**DATA SHOWN:**
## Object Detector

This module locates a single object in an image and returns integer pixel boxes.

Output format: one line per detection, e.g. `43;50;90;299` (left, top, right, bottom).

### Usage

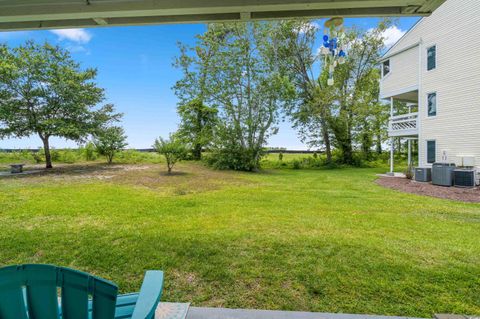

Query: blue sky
0;18;418;149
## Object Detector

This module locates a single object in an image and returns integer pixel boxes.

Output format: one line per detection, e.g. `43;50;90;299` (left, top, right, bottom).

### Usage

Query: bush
206;144;263;172
153;134;189;174
32;148;45;164
292;159;302;169
82;142;97;161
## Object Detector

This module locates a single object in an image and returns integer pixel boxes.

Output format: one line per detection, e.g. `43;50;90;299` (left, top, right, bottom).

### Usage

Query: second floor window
427;93;437;116
382;60;390;76
427;45;437;71
427;141;437;164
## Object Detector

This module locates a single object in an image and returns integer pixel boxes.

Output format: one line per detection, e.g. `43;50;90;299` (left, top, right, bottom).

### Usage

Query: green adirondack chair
0;265;163;319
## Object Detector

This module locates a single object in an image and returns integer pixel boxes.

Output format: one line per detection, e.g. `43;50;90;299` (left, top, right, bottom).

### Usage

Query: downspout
390;97;395;176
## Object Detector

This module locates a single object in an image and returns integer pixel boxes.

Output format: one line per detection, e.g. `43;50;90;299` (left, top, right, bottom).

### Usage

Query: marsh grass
0;161;480;317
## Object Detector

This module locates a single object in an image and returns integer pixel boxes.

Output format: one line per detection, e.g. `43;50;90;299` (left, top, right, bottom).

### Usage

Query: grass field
0;163;480;317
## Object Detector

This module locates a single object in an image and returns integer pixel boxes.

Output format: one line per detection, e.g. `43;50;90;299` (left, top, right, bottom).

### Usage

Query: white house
380;0;480;173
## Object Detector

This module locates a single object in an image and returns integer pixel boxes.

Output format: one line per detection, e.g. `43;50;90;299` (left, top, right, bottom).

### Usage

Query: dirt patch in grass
377;177;480;203
0;162;252;196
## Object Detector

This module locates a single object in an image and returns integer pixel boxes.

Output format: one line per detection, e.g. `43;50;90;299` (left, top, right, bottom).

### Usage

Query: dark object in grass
10;164;25;174
377;177;480;202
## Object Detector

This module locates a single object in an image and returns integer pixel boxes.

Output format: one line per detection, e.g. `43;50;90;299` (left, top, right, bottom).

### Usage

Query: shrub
292;159;302;169
153;134;189;174
32;149;45;164
93;126;127;164
82;142;97;161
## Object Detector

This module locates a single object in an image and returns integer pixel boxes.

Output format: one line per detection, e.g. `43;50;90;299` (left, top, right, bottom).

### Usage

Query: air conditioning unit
415;167;432;182
432;163;455;186
453;169;478;187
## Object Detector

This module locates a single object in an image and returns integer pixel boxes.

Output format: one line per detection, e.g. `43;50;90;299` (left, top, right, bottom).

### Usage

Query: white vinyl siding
381;0;480;168
427;92;437;117
427;140;437;164
427;45;437;71
380;47;418;97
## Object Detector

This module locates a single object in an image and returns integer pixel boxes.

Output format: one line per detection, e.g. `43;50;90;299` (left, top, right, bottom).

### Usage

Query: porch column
390;137;395;175
390;97;395;175
407;138;412;166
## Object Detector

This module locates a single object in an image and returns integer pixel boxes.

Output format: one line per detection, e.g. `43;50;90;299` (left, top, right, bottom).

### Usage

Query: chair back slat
60;269;90;319
23;265;59;319
93;278;118;319
0;265;118;319
0;266;28;319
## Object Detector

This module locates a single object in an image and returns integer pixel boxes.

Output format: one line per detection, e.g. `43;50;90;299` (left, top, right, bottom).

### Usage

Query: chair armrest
131;270;163;319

**DIRECTION:** Find each line in the data above that contains the word "grass" and copy those lines out.

**EXPECTED OUTPUT:**
Query: marsh grass
Query: grass field
Query: dirt patch in grass
Query: dark object in grass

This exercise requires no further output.